<<<<

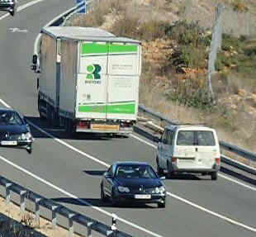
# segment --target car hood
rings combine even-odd
[[[28,129],[26,126],[19,126],[19,125],[7,125],[7,126],[0,126],[0,134],[5,133],[10,134],[21,134],[28,132]]]
[[[125,187],[154,187],[162,186],[162,182],[158,178],[116,178],[115,182],[117,185]]]

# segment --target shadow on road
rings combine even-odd
[[[63,127],[55,127],[53,128],[50,124],[47,122],[46,120],[40,119],[40,117],[36,116],[25,116],[28,121],[31,133],[35,138],[50,138],[45,133],[40,131],[36,126],[40,129],[46,131],[51,135],[57,137],[59,139],[72,139],[72,140],[111,140],[112,139],[118,139],[121,136],[111,136],[109,135],[99,135],[99,134],[85,134],[85,133],[76,133],[75,135],[71,135],[68,134]],[[33,125],[36,126],[34,126]]]

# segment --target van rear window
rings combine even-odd
[[[177,137],[178,145],[194,145],[194,131],[180,130]]]
[[[198,145],[216,145],[213,132],[210,130],[197,131]]]
[[[177,145],[216,145],[212,131],[210,130],[179,130]]]

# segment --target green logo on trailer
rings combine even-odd
[[[88,74],[86,76],[87,79],[89,80],[100,80],[101,75],[100,72],[102,67],[99,64],[91,64],[87,67]]]

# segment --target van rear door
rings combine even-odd
[[[216,135],[212,130],[197,130],[195,135],[197,166],[201,168],[211,168],[216,158],[220,158]]]
[[[178,130],[173,157],[177,158],[177,166],[180,169],[197,168],[195,149],[195,132]]]
[[[181,169],[211,169],[220,157],[211,130],[179,130],[174,156]]]

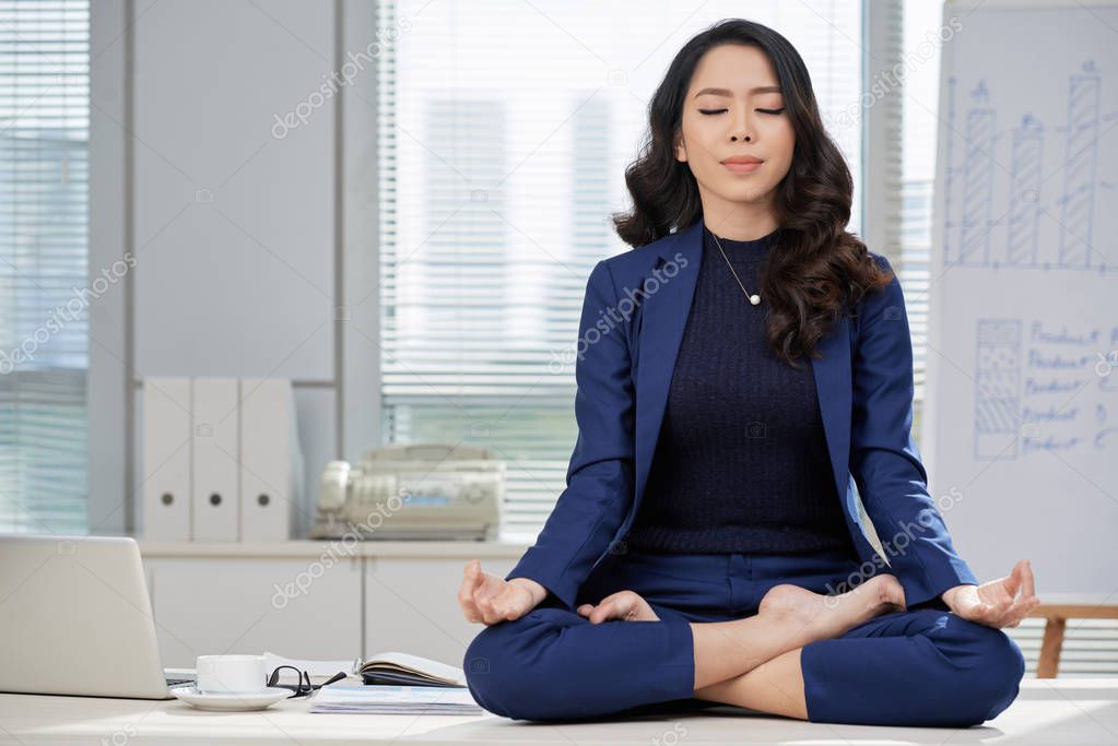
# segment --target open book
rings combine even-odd
[[[359,661],[363,683],[399,683],[415,687],[465,687],[461,668],[402,652],[381,652]]]
[[[466,678],[461,668],[405,652],[386,651],[357,660],[301,660],[284,658],[273,652],[265,652],[264,658],[268,671],[278,666],[294,666],[299,670],[310,673],[311,681],[314,683],[322,683],[342,671],[351,677],[360,677],[362,683],[416,687],[466,686]],[[283,675],[290,675],[294,681],[295,675],[290,669],[282,671],[281,677]]]

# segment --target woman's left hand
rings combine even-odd
[[[1015,597],[1017,591],[1020,597]],[[1018,561],[1005,577],[982,585],[956,585],[939,597],[963,619],[996,629],[1017,627],[1041,602],[1033,590],[1033,570],[1027,560]]]

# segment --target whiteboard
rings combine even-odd
[[[945,6],[921,455],[979,582],[1118,599],[1118,7]]]

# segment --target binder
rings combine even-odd
[[[143,536],[190,541],[190,379],[148,376],[141,402]]]
[[[236,542],[240,536],[237,379],[192,380],[193,539]]]
[[[303,481],[295,395],[287,379],[240,380],[240,538],[285,542]]]

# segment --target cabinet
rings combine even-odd
[[[471,558],[503,577],[525,545],[503,542],[140,542],[160,653],[348,660],[400,650],[462,666],[482,625],[458,608]]]

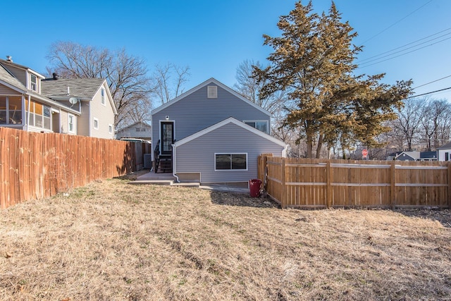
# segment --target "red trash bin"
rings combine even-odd
[[[260,186],[261,181],[259,179],[252,179],[249,180],[249,189],[252,197],[258,197],[260,196]]]

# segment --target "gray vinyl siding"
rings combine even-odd
[[[213,83],[208,85],[214,85]],[[242,121],[269,121],[270,116],[218,86],[218,98],[207,98],[207,85],[152,115],[152,138],[160,139],[160,121],[175,121],[177,141],[229,117]]]
[[[51,130],[54,133],[62,133],[61,127],[60,126],[61,114],[52,113],[51,114]]]
[[[283,147],[228,123],[177,147],[177,173],[201,173],[202,183],[247,182],[257,176],[261,153],[282,156]],[[247,171],[215,171],[215,153],[247,153]]]
[[[24,86],[29,87],[27,86],[27,72],[25,70],[11,65],[8,65],[6,68],[16,78],[22,82]]]

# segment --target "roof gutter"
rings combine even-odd
[[[80,111],[78,111],[77,110],[74,110],[73,109],[71,109],[71,108],[70,108],[68,106],[64,106],[64,105],[63,105],[61,104],[59,104],[59,103],[58,103],[58,102],[55,102],[55,101],[54,101],[54,100],[52,100],[52,99],[51,99],[49,98],[44,97],[40,96],[39,94],[36,94],[35,93],[32,94],[32,93],[30,93],[30,92],[25,92],[25,95],[28,95],[28,96],[32,97],[34,98],[36,98],[36,99],[37,99],[39,100],[41,100],[41,101],[42,101],[42,102],[44,102],[45,103],[47,103],[48,104],[51,104],[51,105],[52,105],[54,106],[56,106],[56,107],[58,107],[59,109],[63,109],[66,110],[66,111],[69,111],[70,113],[73,113],[74,114],[76,114],[76,115],[80,115],[81,114]]]

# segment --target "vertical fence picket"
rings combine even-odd
[[[0,128],[0,208],[135,171],[134,143]]]

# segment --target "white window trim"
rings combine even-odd
[[[72,117],[72,130],[70,130],[70,117]],[[75,133],[75,116],[71,113],[68,113],[68,133],[71,134]]]
[[[270,131],[270,129],[269,129],[269,121],[268,121],[267,120],[245,120],[245,121],[242,121],[242,122],[244,122],[245,123],[246,123],[247,122],[249,122],[249,123],[250,123],[250,122],[253,122],[253,123],[264,122],[264,123],[266,123],[266,128],[268,129],[268,132],[263,132],[263,131],[261,131],[261,132],[266,133],[266,134],[269,134],[269,131]],[[251,126],[251,125],[249,125],[249,126]],[[254,128],[258,130],[258,128]]]
[[[36,78],[36,82],[33,82],[32,81],[32,78],[33,77],[35,77],[35,78]],[[32,90],[32,91],[35,91],[35,92],[38,92],[38,80],[38,80],[38,78],[37,78],[37,76],[36,76],[35,75],[32,74],[32,73],[30,73],[30,90]],[[33,89],[33,86],[32,86],[32,85],[35,85],[35,89]]]
[[[103,92],[103,95],[102,95],[102,92]],[[100,89],[100,103],[103,105],[106,106],[106,91],[105,91],[105,89],[104,89],[103,87],[101,87]]]
[[[218,98],[218,86],[206,86],[206,98]]]
[[[246,155],[246,169],[216,169],[216,155],[217,154],[245,154]],[[214,157],[213,158],[213,162],[214,164],[215,171],[247,171],[248,166],[248,156],[247,152],[215,152]]]

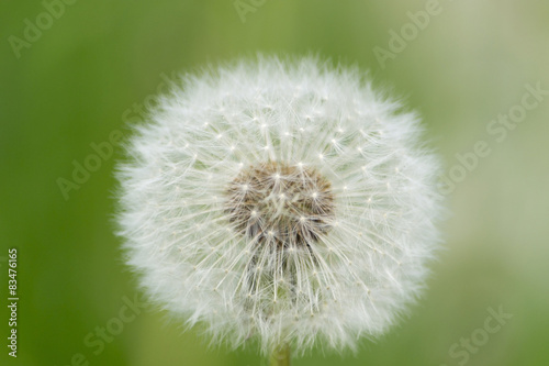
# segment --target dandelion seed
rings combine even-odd
[[[120,234],[150,299],[266,354],[385,332],[439,242],[437,159],[400,107],[315,58],[184,78],[119,167]]]

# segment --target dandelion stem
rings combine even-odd
[[[272,351],[270,366],[290,366],[290,346],[282,344]]]

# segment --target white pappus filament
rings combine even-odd
[[[127,263],[213,342],[355,348],[424,288],[436,156],[354,68],[258,56],[190,75],[120,164]]]

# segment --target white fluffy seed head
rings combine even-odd
[[[184,77],[119,169],[141,285],[232,346],[341,351],[383,333],[439,242],[439,166],[400,107],[313,57]]]

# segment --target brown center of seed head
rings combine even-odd
[[[335,218],[330,182],[301,164],[243,168],[226,195],[235,230],[260,244],[305,247],[327,233]]]

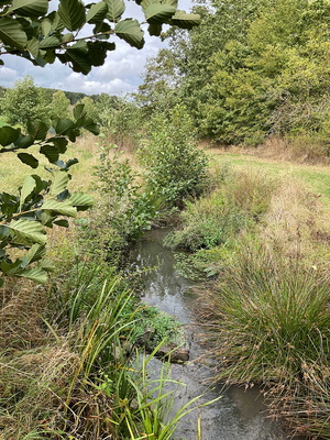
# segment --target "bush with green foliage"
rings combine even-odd
[[[51,120],[51,101],[52,98],[45,89],[35,86],[31,76],[25,76],[16,80],[13,88],[6,89],[0,108],[9,124],[26,128],[28,122],[35,119],[45,122]],[[65,114],[56,117],[63,119]]]
[[[147,169],[146,186],[169,207],[199,196],[207,183],[207,157],[195,144],[194,128],[184,107],[170,114],[156,114],[140,147]]]
[[[140,6],[140,1],[136,1]],[[87,75],[92,66],[101,66],[108,52],[116,50],[116,44],[109,42],[112,35],[129,45],[142,48],[144,45],[143,30],[133,19],[122,19],[125,3],[122,0],[99,1],[85,6],[80,0],[59,0],[54,10],[48,13],[48,0],[4,0],[0,4],[0,55],[22,56],[33,64],[44,66],[55,59],[68,64],[74,72]],[[172,1],[150,4],[141,3],[145,20],[148,22],[148,33],[161,35],[164,23],[191,29],[199,23],[199,16],[177,11]],[[111,23],[111,25],[109,24]],[[92,24],[88,36],[79,33]],[[86,35],[86,34],[85,34]],[[3,64],[3,61],[0,62]],[[48,264],[38,265],[45,252],[45,226],[53,223],[66,226],[66,220],[58,216],[75,216],[78,209],[87,209],[91,199],[85,195],[70,195],[67,183],[70,176],[67,169],[77,161],[66,164],[59,160],[65,153],[68,140],[76,141],[81,129],[98,132],[95,123],[88,118],[84,106],[77,106],[74,111],[75,121],[56,119],[52,122],[55,135],[48,136],[51,124],[46,119],[31,120],[36,117],[35,99],[37,90],[25,79],[25,86],[31,89],[32,100],[25,102],[25,96],[16,97],[23,103],[28,133],[4,125],[0,130],[0,153],[20,152],[18,157],[32,168],[38,161],[33,155],[21,152],[36,145],[47,161],[59,168],[54,182],[43,182],[38,176],[28,176],[18,195],[1,195],[0,219],[0,271],[12,276],[29,276],[38,282],[46,282]],[[28,84],[29,82],[29,84]],[[31,87],[30,87],[31,86]],[[10,95],[11,92],[9,92]],[[23,99],[23,100],[22,100]],[[14,110],[16,101],[9,107]],[[58,223],[59,222],[59,223]],[[23,251],[23,256],[15,260],[9,248]],[[33,265],[33,266],[31,266]]]
[[[128,158],[122,158],[116,145],[103,148],[96,169],[96,188],[102,195],[99,208],[103,221],[123,240],[134,240],[151,229],[160,202],[152,191],[144,190],[141,176],[133,170]]]
[[[180,213],[182,229],[165,243],[190,251],[228,245],[240,231],[253,228],[262,219],[275,182],[253,172],[224,172],[220,187],[197,201],[187,202]]]

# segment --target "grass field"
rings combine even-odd
[[[307,189],[320,195],[324,205],[330,209],[330,167],[327,165],[309,165],[295,162],[283,162],[280,157],[263,158],[244,153],[231,153],[219,148],[207,150],[211,166],[228,164],[234,168],[262,168],[267,174],[279,178],[295,178]]]

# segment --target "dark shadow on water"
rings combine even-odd
[[[223,389],[221,384],[210,384],[212,369],[205,350],[199,343],[198,334],[191,323],[194,300],[191,292],[194,282],[184,278],[175,270],[173,251],[163,246],[163,239],[168,230],[154,230],[131,250],[130,261],[142,271],[142,299],[161,310],[175,316],[186,324],[190,350],[190,361],[185,365],[170,365],[172,378],[187,386],[176,389],[174,409],[178,409],[189,399],[204,395],[201,403],[210,402],[219,396],[216,403],[196,408],[180,422],[175,440],[197,440],[198,418],[200,418],[200,440],[288,440],[280,424],[267,417],[266,408],[257,387],[230,387]],[[144,268],[153,268],[146,270]],[[161,362],[152,361],[152,369],[160,371]],[[197,406],[198,406],[197,405]],[[298,440],[298,438],[295,438]],[[300,438],[301,439],[301,438]]]

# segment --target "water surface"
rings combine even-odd
[[[221,384],[210,385],[212,366],[206,358],[205,349],[198,337],[198,326],[193,324],[196,294],[191,290],[194,282],[184,278],[175,270],[173,251],[163,246],[168,230],[148,232],[132,249],[132,264],[143,272],[142,299],[152,306],[176,317],[185,323],[190,361],[172,365],[172,378],[180,381],[187,387],[179,387],[175,397],[175,407],[190,398],[205,394],[199,404],[221,396],[212,405],[196,408],[185,417],[176,431],[175,439],[197,440],[198,418],[200,419],[200,440],[288,440],[279,422],[267,417],[266,408],[257,388],[245,391],[243,387],[223,388]],[[160,361],[153,361],[153,367],[160,369]]]

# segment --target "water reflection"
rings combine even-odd
[[[170,250],[162,245],[166,230],[151,231],[132,250],[132,264],[144,271],[142,275],[143,300],[161,310],[176,316],[188,324],[194,321],[194,299],[189,289],[194,283],[182,277],[174,267],[175,258]],[[179,387],[175,407],[178,408],[195,396],[205,394],[201,402],[221,398],[210,405],[194,410],[180,424],[176,440],[197,440],[197,419],[200,418],[201,440],[285,440],[289,439],[266,417],[265,407],[257,389],[244,391],[231,387],[223,392],[220,385],[208,389],[207,383],[212,376],[208,360],[201,360],[204,352],[198,336],[187,326],[190,349],[190,362],[186,365],[172,365],[172,377],[187,387]],[[157,370],[160,361],[154,360]],[[200,402],[199,402],[200,404]]]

>>>>

How many lines of the data above contain the string "head"? Reply with the number alone.

◆ TASK RESULT:
2